So... with all that in mind... I found a small place in Martinez that was a coffee shop/cafe that is for lease inexpensively. The downtown is dead on the weekends and in the evenings, which is why the rent is so cheap.

BUT, the place is a block from the court house and the Thursday farmer's market. AND they have frequent weekend street fairs and festivals and the person who manages the downtown seems very serious about bringing business to the area. The clientele would be pretty blue collar (the Sheriff's office is two blocks away, plus jurors etc). I have a fellow student who works at the refinery who would be willing to promote the cafe to people who worked there.

Downside, it would have to be a cold kitchen. There is no hood/range/oven and to bring them in would be outside of my budget currently. But I would sous vide cook, plus most of my items would be dry cured etc, which doesn't use heat anyway. I would need to find out if I can use an electric smoker in the back alleyway.

The quiet nature of the weekend business would not be all bad for me too. I can use the kitchen to prep food for my catering events, plus as many of the items would be very labor intensive, I could prep on the weekends as well. Salumi and home made Mayonnaise etc.

I would also have to figure out the coffee thing. The morning coffee business would be really important. Brion will be talking with Weaver's coffee to secure the best coffee (IMO) money can buy and my friend April, who is a shift leader for Starbucks will help me set up and train to do this. I think quick serve will be really important for this place.
I also will have to put in a bunch of meat soon if I want to open the place in like 01/11. It is all so nebulous... but the numbers don't look too bad so far. I think I would need to really get some good word of mouth to get people out of their office buildings and into my shop. Free samples would likely be a good idea... I think my product is really good and will sell itself.
● ● ● ● ● ● ●
**ASSIGNMENT**
For each statement below, answer yes or no according to the post about leasing a cafe in Martinez, and quote the words of the post that decide it. 1. The rent is low because downtown is dead on weekends and in the evenings. 2. The space already has a hood, range, and oven. 3. The Sheriff's office is one block from the place.

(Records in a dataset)
● ● ● ● ● ● ●
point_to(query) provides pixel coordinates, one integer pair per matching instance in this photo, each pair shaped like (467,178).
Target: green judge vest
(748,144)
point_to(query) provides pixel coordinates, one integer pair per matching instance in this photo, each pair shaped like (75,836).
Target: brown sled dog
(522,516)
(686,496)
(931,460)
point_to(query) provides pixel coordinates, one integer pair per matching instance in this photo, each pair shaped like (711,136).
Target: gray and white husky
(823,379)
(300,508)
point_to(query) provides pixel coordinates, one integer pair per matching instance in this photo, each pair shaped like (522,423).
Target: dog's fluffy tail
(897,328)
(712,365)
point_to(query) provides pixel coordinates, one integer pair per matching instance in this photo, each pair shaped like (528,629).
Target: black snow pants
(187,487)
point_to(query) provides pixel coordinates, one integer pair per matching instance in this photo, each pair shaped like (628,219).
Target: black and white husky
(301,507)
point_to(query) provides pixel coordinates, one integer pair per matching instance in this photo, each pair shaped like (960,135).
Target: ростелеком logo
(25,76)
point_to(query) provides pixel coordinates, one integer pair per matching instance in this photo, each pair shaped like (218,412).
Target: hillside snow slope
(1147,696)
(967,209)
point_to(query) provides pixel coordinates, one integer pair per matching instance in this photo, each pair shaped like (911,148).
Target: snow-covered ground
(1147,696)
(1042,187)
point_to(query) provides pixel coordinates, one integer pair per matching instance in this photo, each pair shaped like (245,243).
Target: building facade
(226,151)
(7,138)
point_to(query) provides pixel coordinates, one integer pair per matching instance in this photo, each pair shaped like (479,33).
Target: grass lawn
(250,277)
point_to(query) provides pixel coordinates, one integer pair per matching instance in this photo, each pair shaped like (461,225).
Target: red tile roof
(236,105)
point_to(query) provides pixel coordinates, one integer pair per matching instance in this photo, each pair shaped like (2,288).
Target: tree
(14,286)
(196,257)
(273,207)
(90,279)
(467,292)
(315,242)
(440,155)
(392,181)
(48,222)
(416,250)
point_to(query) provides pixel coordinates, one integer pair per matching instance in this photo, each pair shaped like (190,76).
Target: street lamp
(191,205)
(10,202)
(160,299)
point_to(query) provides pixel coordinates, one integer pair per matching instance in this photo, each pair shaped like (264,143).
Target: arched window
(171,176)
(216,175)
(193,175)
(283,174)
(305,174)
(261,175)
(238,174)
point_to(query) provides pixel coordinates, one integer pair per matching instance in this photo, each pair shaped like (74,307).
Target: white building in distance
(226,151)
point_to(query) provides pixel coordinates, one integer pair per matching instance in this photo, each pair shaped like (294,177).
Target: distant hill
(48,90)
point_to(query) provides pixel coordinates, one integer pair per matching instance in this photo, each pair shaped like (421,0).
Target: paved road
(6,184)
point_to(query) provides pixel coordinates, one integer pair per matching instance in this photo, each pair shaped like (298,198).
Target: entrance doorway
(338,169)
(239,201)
● ● ● ● ● ● ●
**EXERCISE OUTPUT**
1. Yes: "The downtown is dead on the weekends and in the evenings, which is why the rent is so cheap."
2. No: "There is no hood/range/oven"
3. No: "the Sheriff's office is two blocks away"